>> begin TEXT TO READ

Welcome to the fourth lecture,

Last Updated: 2024-1-11

Why should I care about DevX?

What you'll build today

By the end of today's lecture, you should have

Homework (Flipped Classroom)

Prepare

PreRead

What you'll need

In the beginning, there was The Agile Manifesto

Many iterative approaches today originate somewhere around this manifesto https://agilemanifesto.org

Rapid Prototyping

Evolutionary Architecture is the art of constraining the blast radius of an incorrect decision (find the correct M Fowler citation), we will now explore methods of communication and process around iterative approaches:

The importance of a local setup

When playing with an idea, we need to start with the least amount of cognitive friction as possible. So, the ability to set up a local development environment where we are independent of various failure modes (like e.g. the internet) is crucial.
We want to avoid context switching and rabbit holes, as much as possible.

>> end TEXT TO READ

■ SET PROBLEM
Please answer from the lecture notes: what failure mode do they name as an example of something a local development environment keeps us independent of? The entries come from a separate source.

>> begin MATERIAL

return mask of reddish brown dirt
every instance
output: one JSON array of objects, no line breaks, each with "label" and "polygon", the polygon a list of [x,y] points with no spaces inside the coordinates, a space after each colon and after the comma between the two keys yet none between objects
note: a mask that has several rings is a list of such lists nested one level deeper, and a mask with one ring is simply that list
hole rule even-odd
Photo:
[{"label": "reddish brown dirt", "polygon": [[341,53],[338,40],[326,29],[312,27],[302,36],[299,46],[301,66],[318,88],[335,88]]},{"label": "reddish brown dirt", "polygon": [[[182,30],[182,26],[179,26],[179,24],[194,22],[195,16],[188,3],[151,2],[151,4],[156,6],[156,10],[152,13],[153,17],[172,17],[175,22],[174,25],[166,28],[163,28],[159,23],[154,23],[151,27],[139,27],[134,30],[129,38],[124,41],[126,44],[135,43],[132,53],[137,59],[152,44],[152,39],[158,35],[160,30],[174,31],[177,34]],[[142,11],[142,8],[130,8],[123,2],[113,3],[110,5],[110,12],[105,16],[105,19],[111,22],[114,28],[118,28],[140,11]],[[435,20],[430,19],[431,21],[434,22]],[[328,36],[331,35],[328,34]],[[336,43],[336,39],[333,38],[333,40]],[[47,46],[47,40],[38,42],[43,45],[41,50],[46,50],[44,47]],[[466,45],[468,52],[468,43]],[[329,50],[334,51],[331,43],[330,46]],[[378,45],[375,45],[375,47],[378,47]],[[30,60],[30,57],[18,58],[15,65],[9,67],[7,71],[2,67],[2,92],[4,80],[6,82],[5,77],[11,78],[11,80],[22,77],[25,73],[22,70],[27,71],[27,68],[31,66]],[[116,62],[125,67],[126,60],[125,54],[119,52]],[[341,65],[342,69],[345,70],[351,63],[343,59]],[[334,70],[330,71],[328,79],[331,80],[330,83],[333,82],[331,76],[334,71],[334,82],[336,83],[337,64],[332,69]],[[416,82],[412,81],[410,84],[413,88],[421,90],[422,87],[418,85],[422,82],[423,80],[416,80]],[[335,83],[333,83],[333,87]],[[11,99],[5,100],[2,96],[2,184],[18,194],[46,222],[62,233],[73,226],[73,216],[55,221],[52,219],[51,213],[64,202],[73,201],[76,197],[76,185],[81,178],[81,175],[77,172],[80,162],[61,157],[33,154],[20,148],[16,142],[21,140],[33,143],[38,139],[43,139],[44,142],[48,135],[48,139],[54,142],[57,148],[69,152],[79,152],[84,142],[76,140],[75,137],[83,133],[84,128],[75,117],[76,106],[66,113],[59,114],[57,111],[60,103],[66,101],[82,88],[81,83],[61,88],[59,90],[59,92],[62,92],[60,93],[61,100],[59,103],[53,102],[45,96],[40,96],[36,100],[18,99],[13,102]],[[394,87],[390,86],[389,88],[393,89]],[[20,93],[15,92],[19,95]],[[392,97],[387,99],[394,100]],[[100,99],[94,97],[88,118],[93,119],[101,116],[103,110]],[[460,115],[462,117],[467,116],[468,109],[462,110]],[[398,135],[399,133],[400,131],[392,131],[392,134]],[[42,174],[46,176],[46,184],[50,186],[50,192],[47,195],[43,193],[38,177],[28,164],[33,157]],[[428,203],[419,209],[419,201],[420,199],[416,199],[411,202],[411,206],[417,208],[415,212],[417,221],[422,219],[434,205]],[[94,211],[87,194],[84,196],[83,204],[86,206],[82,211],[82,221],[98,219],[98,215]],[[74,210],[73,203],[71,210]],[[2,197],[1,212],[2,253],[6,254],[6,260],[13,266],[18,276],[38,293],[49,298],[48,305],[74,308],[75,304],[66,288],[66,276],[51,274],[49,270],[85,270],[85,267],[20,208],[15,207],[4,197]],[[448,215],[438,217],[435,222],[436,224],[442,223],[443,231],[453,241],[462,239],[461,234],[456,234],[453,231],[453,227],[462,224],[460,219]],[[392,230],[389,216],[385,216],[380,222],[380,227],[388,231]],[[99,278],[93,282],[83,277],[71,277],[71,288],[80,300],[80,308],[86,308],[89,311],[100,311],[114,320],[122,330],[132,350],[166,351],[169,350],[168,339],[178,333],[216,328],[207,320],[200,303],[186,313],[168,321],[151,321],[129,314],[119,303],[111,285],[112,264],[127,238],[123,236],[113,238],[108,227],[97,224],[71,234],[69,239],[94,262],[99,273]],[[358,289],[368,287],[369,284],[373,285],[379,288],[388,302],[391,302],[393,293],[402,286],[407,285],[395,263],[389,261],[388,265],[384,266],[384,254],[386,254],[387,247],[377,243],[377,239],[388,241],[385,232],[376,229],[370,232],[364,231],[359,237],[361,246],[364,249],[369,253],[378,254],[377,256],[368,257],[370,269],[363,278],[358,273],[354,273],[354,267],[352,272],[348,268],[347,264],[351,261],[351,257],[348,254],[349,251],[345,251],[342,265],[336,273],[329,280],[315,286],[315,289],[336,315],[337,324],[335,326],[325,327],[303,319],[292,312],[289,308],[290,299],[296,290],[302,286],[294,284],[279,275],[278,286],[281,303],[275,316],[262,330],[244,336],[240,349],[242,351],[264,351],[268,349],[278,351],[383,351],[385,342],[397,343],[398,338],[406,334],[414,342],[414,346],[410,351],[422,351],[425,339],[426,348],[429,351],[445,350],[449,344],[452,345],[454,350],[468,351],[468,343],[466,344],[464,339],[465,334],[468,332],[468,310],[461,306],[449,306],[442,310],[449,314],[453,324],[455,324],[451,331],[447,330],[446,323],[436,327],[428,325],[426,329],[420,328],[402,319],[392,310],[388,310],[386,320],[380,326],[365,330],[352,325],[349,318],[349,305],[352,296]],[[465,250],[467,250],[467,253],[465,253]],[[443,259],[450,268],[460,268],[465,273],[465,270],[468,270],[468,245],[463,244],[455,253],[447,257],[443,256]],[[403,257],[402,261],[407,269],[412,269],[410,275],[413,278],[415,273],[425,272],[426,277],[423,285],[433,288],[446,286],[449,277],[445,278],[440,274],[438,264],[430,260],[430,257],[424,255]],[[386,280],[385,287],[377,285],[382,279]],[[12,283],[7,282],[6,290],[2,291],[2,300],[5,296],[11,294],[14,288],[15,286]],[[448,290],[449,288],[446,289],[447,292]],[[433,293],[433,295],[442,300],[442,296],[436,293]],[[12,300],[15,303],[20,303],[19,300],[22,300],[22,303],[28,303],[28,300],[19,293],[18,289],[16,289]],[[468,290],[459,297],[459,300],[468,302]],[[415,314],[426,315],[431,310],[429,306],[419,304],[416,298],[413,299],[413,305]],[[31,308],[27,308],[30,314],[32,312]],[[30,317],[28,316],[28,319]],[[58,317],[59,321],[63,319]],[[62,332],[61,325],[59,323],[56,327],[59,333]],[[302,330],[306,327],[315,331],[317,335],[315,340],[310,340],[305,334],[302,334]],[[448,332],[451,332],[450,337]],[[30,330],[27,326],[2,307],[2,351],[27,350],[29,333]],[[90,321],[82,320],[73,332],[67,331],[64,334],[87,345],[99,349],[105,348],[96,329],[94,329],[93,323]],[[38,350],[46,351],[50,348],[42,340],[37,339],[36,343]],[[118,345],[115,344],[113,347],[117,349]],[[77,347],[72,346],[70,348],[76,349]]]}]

>> end MATERIAL

■ EXERCISE OUTPUT
The internet.